About this exercise :: Copy exactly the lines of the material below that run from the one containing "The output of" through the one containing "positive clicks: (373, 92)". Copy no other lines.

Data to process ::
▶

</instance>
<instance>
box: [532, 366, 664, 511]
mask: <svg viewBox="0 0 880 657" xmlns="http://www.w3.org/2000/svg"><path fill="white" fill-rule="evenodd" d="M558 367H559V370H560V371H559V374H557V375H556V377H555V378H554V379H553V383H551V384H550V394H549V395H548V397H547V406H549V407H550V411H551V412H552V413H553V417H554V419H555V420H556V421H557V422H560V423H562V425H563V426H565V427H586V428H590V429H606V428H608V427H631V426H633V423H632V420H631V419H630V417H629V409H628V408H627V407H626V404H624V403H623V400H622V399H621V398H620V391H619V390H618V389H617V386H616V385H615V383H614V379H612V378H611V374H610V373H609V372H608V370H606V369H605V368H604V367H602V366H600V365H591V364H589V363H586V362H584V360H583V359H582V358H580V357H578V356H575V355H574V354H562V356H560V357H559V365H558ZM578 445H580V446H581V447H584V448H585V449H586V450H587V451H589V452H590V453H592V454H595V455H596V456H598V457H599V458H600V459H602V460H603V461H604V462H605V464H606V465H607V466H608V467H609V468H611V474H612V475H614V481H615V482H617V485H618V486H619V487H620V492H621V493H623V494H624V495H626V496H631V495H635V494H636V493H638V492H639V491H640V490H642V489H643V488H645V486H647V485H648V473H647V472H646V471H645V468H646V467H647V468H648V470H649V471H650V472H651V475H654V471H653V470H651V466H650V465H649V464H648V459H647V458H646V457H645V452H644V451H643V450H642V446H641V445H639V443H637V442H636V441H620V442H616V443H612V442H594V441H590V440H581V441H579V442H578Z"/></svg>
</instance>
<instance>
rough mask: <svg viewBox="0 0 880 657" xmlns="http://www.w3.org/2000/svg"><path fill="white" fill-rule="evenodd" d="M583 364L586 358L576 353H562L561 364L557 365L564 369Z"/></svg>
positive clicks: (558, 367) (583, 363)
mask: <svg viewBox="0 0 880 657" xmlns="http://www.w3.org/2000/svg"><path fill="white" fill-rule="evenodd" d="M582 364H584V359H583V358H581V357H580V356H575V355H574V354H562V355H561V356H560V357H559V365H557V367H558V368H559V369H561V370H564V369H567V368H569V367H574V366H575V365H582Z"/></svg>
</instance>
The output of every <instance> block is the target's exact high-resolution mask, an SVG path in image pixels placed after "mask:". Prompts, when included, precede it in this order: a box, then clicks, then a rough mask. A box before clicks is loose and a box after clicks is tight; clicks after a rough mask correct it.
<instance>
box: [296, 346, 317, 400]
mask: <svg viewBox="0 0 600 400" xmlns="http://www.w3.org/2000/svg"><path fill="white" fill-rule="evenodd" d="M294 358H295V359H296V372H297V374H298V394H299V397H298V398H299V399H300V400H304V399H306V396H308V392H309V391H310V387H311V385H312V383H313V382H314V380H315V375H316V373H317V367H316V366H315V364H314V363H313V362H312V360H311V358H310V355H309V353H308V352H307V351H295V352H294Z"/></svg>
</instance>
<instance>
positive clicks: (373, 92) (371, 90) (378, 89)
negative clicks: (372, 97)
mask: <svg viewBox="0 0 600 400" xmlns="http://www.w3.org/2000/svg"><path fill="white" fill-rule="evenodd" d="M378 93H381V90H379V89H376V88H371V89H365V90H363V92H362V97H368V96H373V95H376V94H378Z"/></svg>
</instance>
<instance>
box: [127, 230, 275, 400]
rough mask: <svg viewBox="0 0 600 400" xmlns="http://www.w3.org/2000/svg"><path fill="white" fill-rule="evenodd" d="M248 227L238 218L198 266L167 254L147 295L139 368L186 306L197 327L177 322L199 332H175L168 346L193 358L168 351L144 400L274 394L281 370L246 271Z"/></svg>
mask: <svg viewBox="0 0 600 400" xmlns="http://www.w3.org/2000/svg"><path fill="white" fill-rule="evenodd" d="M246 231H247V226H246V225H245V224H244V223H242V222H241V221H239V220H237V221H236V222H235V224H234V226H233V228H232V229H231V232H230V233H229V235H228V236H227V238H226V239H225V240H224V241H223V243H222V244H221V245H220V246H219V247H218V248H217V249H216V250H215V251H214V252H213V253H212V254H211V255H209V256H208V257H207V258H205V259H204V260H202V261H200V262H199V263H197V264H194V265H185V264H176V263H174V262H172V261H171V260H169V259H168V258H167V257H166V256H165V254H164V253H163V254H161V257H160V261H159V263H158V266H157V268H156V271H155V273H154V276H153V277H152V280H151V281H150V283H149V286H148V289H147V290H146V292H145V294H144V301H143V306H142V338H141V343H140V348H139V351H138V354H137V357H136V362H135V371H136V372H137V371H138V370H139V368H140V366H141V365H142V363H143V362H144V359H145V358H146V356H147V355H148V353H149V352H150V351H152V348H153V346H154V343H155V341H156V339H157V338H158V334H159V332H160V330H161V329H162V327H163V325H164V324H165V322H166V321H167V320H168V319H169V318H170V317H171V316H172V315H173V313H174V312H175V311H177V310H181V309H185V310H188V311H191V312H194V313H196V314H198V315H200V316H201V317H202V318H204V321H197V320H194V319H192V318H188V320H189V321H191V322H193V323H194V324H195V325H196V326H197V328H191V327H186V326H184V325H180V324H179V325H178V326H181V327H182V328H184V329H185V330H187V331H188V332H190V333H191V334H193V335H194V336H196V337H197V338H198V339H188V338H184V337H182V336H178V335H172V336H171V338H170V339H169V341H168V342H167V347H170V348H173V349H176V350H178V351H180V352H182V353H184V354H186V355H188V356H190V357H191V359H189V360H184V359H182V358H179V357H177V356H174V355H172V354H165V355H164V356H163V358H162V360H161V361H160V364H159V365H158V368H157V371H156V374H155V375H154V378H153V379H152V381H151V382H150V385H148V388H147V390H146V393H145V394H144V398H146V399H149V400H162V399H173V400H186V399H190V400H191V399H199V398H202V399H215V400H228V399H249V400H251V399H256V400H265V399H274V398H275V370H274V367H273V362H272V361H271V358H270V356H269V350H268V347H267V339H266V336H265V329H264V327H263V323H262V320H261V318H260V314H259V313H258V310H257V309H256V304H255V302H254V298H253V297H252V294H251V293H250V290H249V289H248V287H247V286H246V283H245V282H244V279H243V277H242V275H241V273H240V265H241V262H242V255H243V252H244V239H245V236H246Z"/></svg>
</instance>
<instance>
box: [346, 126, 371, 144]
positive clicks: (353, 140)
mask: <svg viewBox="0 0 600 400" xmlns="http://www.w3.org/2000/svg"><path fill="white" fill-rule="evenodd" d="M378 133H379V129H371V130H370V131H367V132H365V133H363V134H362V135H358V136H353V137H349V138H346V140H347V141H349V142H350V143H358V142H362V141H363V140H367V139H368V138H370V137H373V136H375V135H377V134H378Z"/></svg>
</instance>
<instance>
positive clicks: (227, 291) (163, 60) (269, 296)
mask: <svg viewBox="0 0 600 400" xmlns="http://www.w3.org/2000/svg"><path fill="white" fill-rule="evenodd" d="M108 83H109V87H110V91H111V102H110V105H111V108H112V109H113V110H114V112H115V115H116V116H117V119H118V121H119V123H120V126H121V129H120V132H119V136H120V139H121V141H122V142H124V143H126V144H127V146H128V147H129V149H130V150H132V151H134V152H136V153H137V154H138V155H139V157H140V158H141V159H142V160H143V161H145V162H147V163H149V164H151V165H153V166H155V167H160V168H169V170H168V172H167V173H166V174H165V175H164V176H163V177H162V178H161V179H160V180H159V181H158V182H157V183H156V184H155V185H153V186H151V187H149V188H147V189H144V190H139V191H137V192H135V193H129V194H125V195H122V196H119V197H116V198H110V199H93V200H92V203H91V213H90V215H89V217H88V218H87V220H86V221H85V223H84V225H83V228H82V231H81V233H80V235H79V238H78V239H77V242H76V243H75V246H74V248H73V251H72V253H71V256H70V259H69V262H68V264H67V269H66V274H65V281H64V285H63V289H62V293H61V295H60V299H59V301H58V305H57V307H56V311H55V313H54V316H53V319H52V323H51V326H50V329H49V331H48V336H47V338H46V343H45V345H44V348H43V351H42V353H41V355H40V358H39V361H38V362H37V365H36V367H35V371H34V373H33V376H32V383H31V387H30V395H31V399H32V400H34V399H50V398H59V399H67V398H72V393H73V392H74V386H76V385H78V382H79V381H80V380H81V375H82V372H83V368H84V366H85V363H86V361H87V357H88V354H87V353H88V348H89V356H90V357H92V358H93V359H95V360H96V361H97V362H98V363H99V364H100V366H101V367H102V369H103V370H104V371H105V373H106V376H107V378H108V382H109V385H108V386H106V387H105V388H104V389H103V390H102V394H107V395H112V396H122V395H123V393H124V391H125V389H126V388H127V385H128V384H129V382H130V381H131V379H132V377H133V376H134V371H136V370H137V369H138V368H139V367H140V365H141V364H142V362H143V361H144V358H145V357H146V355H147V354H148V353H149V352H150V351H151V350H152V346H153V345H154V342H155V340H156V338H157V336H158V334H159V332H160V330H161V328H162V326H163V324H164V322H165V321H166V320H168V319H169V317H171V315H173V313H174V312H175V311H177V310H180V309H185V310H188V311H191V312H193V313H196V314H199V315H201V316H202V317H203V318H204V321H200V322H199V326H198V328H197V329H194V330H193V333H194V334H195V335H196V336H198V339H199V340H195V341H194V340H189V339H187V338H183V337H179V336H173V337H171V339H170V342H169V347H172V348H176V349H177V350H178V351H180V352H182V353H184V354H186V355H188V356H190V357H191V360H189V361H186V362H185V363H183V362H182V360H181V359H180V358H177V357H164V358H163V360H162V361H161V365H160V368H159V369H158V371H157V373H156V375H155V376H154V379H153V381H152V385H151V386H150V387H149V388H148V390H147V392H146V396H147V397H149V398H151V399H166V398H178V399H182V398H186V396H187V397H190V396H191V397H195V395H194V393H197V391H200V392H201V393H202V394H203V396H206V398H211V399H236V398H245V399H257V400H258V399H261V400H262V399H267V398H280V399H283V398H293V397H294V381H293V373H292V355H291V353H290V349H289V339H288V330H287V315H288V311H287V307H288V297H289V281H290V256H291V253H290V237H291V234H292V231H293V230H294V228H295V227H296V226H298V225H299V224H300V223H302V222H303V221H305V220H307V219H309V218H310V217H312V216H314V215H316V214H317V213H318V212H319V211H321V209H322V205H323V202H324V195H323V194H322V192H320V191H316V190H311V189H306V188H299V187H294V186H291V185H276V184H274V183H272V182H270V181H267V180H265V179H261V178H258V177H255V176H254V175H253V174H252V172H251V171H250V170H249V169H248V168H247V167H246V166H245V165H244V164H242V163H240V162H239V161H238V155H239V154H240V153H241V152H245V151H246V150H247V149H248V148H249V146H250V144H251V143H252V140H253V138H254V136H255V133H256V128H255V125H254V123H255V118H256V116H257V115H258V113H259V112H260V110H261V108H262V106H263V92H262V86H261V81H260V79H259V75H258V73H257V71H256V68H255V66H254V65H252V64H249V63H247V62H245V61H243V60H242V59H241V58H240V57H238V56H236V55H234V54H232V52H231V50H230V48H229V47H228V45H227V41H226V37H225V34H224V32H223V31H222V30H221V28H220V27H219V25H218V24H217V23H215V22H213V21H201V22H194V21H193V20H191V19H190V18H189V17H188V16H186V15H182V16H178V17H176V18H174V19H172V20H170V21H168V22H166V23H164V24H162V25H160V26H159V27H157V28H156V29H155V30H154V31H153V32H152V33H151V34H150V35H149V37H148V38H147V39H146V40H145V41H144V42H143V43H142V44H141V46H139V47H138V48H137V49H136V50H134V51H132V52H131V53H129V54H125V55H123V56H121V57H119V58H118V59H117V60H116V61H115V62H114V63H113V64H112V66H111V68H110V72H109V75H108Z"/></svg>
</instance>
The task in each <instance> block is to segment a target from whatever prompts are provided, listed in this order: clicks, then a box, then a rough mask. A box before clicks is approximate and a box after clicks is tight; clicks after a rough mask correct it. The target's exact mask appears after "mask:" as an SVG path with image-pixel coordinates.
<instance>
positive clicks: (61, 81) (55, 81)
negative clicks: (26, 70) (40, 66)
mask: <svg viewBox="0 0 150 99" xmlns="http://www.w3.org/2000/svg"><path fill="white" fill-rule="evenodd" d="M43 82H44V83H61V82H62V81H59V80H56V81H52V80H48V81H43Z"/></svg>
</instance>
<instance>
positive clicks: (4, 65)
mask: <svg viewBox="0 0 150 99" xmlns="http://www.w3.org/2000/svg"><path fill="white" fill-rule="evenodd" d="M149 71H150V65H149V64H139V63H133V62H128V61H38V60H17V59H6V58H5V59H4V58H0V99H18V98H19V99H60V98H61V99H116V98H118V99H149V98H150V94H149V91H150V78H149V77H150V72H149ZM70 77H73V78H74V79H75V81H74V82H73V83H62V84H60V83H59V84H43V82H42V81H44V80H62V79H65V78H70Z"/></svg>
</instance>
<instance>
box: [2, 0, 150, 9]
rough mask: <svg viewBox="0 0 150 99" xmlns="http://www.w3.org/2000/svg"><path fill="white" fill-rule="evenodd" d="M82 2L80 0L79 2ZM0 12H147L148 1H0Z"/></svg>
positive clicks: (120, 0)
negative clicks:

◀

Your response ::
The output of every <instance> block is the target's exact high-resolution mask, an SVG path in image pixels placed after "mask:". Prompts, when included, precede it in this order: a box, then clicks, then a rough mask. A box before clicks is loose and a box after clicks is tight; clicks after a rough mask correct it.
<instance>
box: [296, 346, 317, 400]
mask: <svg viewBox="0 0 600 400" xmlns="http://www.w3.org/2000/svg"><path fill="white" fill-rule="evenodd" d="M294 358H295V359H296V372H297V374H298V394H299V397H298V398H299V399H300V400H304V399H306V396H308V392H309V391H310V387H311V385H312V383H313V382H314V380H315V375H316V373H317V367H316V366H315V364H314V363H313V362H312V360H311V358H310V355H309V353H308V352H307V351H295V352H294Z"/></svg>
</instance>
<instance>
positive clicks: (373, 92) (371, 90) (378, 89)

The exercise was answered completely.